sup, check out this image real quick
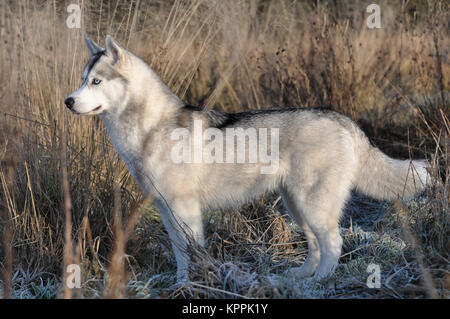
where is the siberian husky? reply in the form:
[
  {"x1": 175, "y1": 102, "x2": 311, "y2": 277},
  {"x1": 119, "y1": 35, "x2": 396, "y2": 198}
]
[{"x1": 65, "y1": 35, "x2": 429, "y2": 282}]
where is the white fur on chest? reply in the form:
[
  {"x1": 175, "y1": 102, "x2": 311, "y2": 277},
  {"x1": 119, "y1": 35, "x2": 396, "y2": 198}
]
[
  {"x1": 102, "y1": 117, "x2": 144, "y2": 177},
  {"x1": 101, "y1": 115, "x2": 172, "y2": 200}
]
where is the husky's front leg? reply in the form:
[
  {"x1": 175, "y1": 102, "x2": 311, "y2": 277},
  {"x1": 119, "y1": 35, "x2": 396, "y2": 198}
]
[{"x1": 155, "y1": 198, "x2": 204, "y2": 283}]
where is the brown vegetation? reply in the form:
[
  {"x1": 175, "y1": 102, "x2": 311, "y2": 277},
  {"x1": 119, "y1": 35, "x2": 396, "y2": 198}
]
[{"x1": 0, "y1": 0, "x2": 448, "y2": 298}]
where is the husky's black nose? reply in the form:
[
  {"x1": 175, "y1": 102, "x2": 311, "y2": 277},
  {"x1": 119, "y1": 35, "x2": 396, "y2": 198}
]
[{"x1": 64, "y1": 97, "x2": 74, "y2": 109}]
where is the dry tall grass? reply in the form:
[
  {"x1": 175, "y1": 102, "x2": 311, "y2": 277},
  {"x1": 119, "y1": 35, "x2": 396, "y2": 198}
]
[{"x1": 0, "y1": 0, "x2": 448, "y2": 298}]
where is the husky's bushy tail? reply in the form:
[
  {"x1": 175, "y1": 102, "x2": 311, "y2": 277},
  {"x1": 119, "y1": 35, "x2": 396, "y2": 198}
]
[{"x1": 354, "y1": 134, "x2": 430, "y2": 200}]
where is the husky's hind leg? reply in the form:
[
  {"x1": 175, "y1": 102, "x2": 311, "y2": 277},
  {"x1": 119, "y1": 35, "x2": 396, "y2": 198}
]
[
  {"x1": 284, "y1": 170, "x2": 352, "y2": 279},
  {"x1": 155, "y1": 197, "x2": 204, "y2": 283},
  {"x1": 280, "y1": 189, "x2": 320, "y2": 278},
  {"x1": 298, "y1": 176, "x2": 351, "y2": 279}
]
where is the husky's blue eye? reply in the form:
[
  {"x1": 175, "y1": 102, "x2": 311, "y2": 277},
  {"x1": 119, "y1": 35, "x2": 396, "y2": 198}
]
[{"x1": 92, "y1": 78, "x2": 101, "y2": 85}]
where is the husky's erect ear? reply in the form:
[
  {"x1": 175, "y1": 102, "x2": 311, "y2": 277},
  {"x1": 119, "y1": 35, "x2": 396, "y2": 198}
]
[
  {"x1": 84, "y1": 34, "x2": 103, "y2": 56},
  {"x1": 105, "y1": 35, "x2": 124, "y2": 66}
]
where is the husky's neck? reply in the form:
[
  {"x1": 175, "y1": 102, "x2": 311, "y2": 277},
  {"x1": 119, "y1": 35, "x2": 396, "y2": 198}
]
[{"x1": 98, "y1": 55, "x2": 182, "y2": 162}]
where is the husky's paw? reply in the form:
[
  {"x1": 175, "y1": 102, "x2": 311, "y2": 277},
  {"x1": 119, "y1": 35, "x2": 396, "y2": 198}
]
[
  {"x1": 168, "y1": 274, "x2": 191, "y2": 290},
  {"x1": 168, "y1": 280, "x2": 191, "y2": 291},
  {"x1": 284, "y1": 266, "x2": 315, "y2": 279},
  {"x1": 265, "y1": 273, "x2": 282, "y2": 286},
  {"x1": 167, "y1": 269, "x2": 191, "y2": 290}
]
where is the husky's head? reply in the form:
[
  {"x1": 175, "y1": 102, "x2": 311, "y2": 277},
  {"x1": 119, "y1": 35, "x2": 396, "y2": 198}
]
[{"x1": 64, "y1": 35, "x2": 129, "y2": 115}]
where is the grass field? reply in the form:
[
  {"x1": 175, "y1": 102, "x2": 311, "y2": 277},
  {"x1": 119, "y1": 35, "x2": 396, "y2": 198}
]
[{"x1": 0, "y1": 0, "x2": 449, "y2": 298}]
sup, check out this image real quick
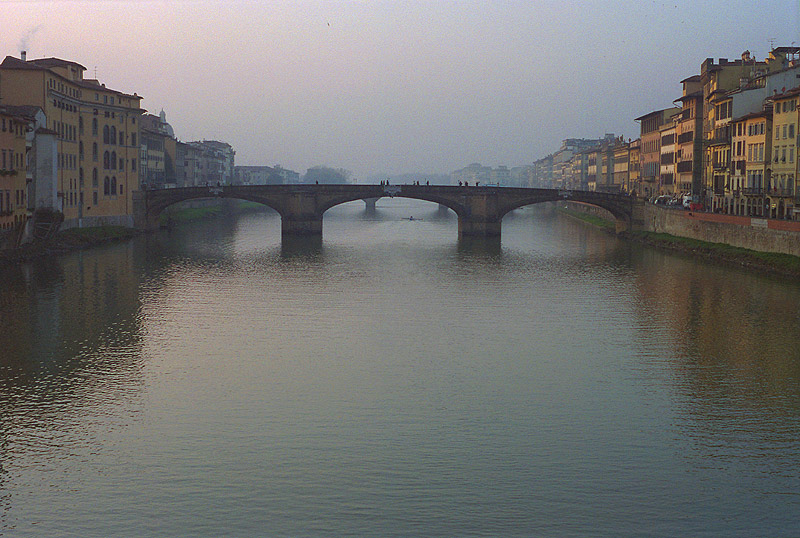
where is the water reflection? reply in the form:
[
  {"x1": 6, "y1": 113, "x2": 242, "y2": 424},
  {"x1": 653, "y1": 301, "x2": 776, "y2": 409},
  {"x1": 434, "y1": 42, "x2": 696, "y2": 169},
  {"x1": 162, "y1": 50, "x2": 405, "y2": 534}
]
[
  {"x1": 0, "y1": 202, "x2": 798, "y2": 536},
  {"x1": 281, "y1": 235, "x2": 323, "y2": 259},
  {"x1": 456, "y1": 236, "x2": 503, "y2": 259},
  {"x1": 0, "y1": 240, "x2": 150, "y2": 531}
]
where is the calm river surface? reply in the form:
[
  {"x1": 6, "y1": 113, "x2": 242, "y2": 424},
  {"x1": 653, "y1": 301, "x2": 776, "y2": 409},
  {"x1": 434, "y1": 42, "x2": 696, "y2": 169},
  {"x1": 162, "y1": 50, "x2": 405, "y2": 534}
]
[{"x1": 1, "y1": 200, "x2": 799, "y2": 537}]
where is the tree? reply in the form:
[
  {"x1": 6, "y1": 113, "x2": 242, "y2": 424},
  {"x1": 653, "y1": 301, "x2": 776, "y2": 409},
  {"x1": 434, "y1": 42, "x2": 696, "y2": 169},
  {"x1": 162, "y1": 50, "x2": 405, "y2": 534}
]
[{"x1": 303, "y1": 166, "x2": 351, "y2": 184}]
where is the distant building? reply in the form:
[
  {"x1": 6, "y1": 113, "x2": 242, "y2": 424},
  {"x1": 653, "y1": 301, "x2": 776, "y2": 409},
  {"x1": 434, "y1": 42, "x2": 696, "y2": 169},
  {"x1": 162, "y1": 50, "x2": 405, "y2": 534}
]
[
  {"x1": 674, "y1": 75, "x2": 704, "y2": 196},
  {"x1": 235, "y1": 165, "x2": 284, "y2": 185},
  {"x1": 635, "y1": 107, "x2": 681, "y2": 198},
  {"x1": 188, "y1": 140, "x2": 235, "y2": 185},
  {"x1": 489, "y1": 165, "x2": 510, "y2": 185},
  {"x1": 450, "y1": 163, "x2": 491, "y2": 185},
  {"x1": 659, "y1": 121, "x2": 677, "y2": 195}
]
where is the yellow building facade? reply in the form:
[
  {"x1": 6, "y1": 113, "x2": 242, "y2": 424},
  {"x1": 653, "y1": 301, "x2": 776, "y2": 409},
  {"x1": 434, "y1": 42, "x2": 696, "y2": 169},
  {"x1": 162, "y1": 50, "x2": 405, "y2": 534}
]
[
  {"x1": 0, "y1": 54, "x2": 143, "y2": 227},
  {"x1": 0, "y1": 109, "x2": 29, "y2": 231},
  {"x1": 770, "y1": 87, "x2": 799, "y2": 219}
]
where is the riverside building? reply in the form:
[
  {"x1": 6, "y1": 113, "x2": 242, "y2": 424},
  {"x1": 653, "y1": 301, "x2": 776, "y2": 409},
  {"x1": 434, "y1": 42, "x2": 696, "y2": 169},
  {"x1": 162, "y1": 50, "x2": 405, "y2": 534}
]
[{"x1": 0, "y1": 52, "x2": 143, "y2": 228}]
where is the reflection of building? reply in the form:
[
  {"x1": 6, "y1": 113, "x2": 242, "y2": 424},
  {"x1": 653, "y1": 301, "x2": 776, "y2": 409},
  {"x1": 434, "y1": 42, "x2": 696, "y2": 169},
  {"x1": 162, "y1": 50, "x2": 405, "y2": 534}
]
[{"x1": 0, "y1": 52, "x2": 143, "y2": 228}]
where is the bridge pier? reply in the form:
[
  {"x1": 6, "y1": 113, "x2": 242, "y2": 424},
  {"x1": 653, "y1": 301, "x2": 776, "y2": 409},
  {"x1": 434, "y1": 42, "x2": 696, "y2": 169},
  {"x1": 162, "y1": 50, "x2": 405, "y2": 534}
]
[
  {"x1": 458, "y1": 217, "x2": 502, "y2": 237},
  {"x1": 363, "y1": 197, "x2": 378, "y2": 211},
  {"x1": 281, "y1": 214, "x2": 323, "y2": 236}
]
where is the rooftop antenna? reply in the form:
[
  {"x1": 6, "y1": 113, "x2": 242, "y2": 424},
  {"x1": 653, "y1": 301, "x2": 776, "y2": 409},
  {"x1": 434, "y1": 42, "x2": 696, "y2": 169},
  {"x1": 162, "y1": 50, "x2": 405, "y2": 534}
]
[
  {"x1": 768, "y1": 38, "x2": 776, "y2": 51},
  {"x1": 94, "y1": 65, "x2": 97, "y2": 79}
]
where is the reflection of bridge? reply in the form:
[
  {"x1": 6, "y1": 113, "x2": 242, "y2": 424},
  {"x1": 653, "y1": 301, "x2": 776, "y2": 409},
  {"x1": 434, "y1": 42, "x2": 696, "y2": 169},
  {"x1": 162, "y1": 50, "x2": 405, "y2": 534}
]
[{"x1": 133, "y1": 184, "x2": 640, "y2": 236}]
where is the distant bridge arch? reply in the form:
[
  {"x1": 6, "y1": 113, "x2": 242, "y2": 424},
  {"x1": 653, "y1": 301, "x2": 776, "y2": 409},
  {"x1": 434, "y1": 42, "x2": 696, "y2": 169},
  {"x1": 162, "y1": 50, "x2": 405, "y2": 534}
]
[{"x1": 133, "y1": 184, "x2": 638, "y2": 237}]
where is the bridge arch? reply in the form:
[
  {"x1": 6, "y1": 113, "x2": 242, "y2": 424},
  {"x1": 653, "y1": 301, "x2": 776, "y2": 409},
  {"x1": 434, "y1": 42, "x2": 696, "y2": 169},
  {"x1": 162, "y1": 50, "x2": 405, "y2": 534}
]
[
  {"x1": 135, "y1": 185, "x2": 636, "y2": 237},
  {"x1": 494, "y1": 190, "x2": 634, "y2": 232},
  {"x1": 134, "y1": 186, "x2": 286, "y2": 231}
]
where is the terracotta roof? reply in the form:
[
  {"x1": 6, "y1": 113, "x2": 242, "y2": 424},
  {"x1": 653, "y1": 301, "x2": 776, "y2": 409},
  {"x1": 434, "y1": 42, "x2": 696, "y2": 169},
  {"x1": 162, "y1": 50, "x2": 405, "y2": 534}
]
[
  {"x1": 0, "y1": 56, "x2": 40, "y2": 70},
  {"x1": 28, "y1": 57, "x2": 87, "y2": 70},
  {"x1": 733, "y1": 110, "x2": 769, "y2": 122},
  {"x1": 0, "y1": 104, "x2": 42, "y2": 120},
  {"x1": 1, "y1": 56, "x2": 142, "y2": 101},
  {"x1": 770, "y1": 85, "x2": 800, "y2": 100},
  {"x1": 634, "y1": 107, "x2": 680, "y2": 122},
  {"x1": 674, "y1": 90, "x2": 703, "y2": 103}
]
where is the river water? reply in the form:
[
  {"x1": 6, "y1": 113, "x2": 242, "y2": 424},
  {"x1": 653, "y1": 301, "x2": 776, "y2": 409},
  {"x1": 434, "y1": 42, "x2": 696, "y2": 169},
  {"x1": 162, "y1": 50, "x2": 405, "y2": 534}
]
[{"x1": 0, "y1": 200, "x2": 798, "y2": 537}]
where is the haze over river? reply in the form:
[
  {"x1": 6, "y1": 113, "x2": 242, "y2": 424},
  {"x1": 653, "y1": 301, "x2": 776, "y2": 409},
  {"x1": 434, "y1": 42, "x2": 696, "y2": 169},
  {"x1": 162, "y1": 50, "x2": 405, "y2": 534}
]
[{"x1": 1, "y1": 200, "x2": 799, "y2": 537}]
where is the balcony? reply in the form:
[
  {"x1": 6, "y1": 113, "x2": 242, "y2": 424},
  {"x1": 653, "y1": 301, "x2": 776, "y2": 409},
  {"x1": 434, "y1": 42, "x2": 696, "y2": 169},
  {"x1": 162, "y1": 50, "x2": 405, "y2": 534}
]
[
  {"x1": 742, "y1": 187, "x2": 765, "y2": 196},
  {"x1": 769, "y1": 188, "x2": 795, "y2": 197},
  {"x1": 712, "y1": 162, "x2": 729, "y2": 171},
  {"x1": 708, "y1": 133, "x2": 732, "y2": 146}
]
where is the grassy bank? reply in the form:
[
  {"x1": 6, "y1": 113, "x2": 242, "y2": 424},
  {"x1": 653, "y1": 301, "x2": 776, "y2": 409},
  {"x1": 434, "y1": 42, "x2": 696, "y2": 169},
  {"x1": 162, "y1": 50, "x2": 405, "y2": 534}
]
[
  {"x1": 160, "y1": 201, "x2": 269, "y2": 225},
  {"x1": 159, "y1": 205, "x2": 223, "y2": 225},
  {"x1": 558, "y1": 207, "x2": 616, "y2": 230},
  {"x1": 558, "y1": 206, "x2": 800, "y2": 277},
  {"x1": 627, "y1": 230, "x2": 800, "y2": 276}
]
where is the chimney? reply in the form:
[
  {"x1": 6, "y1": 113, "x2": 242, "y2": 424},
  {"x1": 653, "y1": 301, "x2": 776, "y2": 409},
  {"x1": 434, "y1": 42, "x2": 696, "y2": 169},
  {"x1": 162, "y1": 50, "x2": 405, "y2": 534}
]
[{"x1": 20, "y1": 50, "x2": 26, "y2": 62}]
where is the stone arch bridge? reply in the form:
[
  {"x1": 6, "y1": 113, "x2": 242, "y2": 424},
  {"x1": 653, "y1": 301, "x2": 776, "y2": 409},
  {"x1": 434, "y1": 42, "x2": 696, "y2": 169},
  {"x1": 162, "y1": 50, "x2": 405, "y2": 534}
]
[{"x1": 132, "y1": 184, "x2": 641, "y2": 237}]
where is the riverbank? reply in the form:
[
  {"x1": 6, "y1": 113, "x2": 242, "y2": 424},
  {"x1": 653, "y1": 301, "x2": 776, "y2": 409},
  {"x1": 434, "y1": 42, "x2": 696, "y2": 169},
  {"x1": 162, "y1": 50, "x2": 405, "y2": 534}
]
[
  {"x1": 0, "y1": 226, "x2": 141, "y2": 264},
  {"x1": 1, "y1": 201, "x2": 271, "y2": 264},
  {"x1": 559, "y1": 206, "x2": 800, "y2": 277}
]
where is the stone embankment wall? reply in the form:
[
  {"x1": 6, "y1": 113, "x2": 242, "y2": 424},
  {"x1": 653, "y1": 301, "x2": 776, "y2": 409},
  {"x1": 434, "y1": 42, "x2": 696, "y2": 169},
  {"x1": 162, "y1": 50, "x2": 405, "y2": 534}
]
[
  {"x1": 565, "y1": 201, "x2": 800, "y2": 257},
  {"x1": 641, "y1": 204, "x2": 800, "y2": 257}
]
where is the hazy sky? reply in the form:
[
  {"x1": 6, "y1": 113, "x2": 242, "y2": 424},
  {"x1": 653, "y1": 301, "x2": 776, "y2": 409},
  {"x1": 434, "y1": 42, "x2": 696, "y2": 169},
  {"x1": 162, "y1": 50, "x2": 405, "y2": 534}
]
[{"x1": 4, "y1": 0, "x2": 800, "y2": 178}]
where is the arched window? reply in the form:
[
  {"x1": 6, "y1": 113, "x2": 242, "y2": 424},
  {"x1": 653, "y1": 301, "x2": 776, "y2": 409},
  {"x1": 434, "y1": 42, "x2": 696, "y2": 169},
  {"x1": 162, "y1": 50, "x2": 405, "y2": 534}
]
[
  {"x1": 79, "y1": 141, "x2": 84, "y2": 159},
  {"x1": 110, "y1": 126, "x2": 116, "y2": 146},
  {"x1": 79, "y1": 116, "x2": 84, "y2": 135},
  {"x1": 92, "y1": 118, "x2": 98, "y2": 135},
  {"x1": 111, "y1": 151, "x2": 117, "y2": 170},
  {"x1": 104, "y1": 176, "x2": 110, "y2": 195},
  {"x1": 111, "y1": 176, "x2": 117, "y2": 195},
  {"x1": 103, "y1": 125, "x2": 109, "y2": 144},
  {"x1": 103, "y1": 150, "x2": 109, "y2": 170},
  {"x1": 92, "y1": 142, "x2": 98, "y2": 161},
  {"x1": 79, "y1": 167, "x2": 84, "y2": 188},
  {"x1": 93, "y1": 168, "x2": 98, "y2": 187}
]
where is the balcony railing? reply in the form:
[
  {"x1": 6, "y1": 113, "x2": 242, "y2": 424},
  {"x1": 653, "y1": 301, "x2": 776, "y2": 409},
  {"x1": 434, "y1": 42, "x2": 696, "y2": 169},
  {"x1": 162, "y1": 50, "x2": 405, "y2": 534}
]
[
  {"x1": 708, "y1": 133, "x2": 732, "y2": 146},
  {"x1": 769, "y1": 188, "x2": 795, "y2": 197},
  {"x1": 742, "y1": 187, "x2": 765, "y2": 195}
]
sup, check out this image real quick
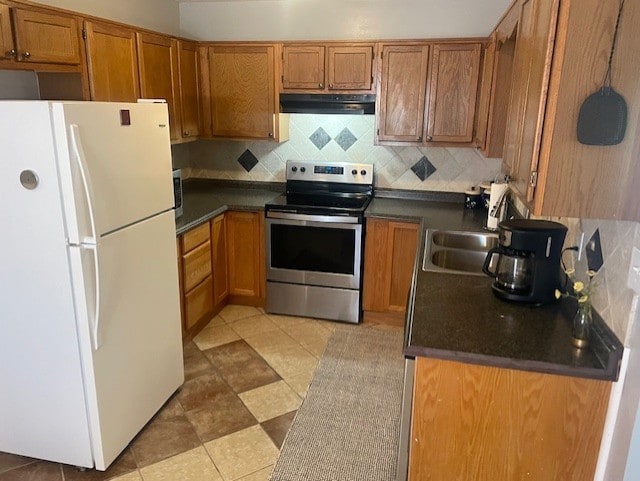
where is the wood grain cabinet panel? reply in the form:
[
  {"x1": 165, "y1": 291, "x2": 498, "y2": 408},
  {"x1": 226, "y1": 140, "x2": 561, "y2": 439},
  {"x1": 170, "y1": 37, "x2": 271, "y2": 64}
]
[
  {"x1": 208, "y1": 44, "x2": 276, "y2": 140},
  {"x1": 137, "y1": 32, "x2": 181, "y2": 140},
  {"x1": 282, "y1": 45, "x2": 325, "y2": 90},
  {"x1": 0, "y1": 3, "x2": 14, "y2": 60},
  {"x1": 226, "y1": 211, "x2": 264, "y2": 305},
  {"x1": 211, "y1": 214, "x2": 228, "y2": 308},
  {"x1": 177, "y1": 40, "x2": 201, "y2": 139},
  {"x1": 182, "y1": 241, "x2": 212, "y2": 292},
  {"x1": 363, "y1": 218, "x2": 418, "y2": 319},
  {"x1": 181, "y1": 222, "x2": 210, "y2": 251},
  {"x1": 184, "y1": 276, "x2": 213, "y2": 331},
  {"x1": 12, "y1": 8, "x2": 80, "y2": 64},
  {"x1": 377, "y1": 44, "x2": 430, "y2": 143},
  {"x1": 426, "y1": 43, "x2": 481, "y2": 143},
  {"x1": 327, "y1": 45, "x2": 373, "y2": 91},
  {"x1": 85, "y1": 21, "x2": 140, "y2": 102},
  {"x1": 409, "y1": 357, "x2": 611, "y2": 481}
]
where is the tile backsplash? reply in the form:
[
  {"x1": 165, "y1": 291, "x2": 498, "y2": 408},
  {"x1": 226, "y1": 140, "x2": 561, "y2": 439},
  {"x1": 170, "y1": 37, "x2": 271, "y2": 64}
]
[{"x1": 176, "y1": 114, "x2": 502, "y2": 192}]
........
- EXERCISE OBJECTIVE: Return each line from the records that includes the word "stone".

- ANSWER BOX:
where is the stone arch bridge? reply in the form:
where is the stone embankment wall? reply in the form:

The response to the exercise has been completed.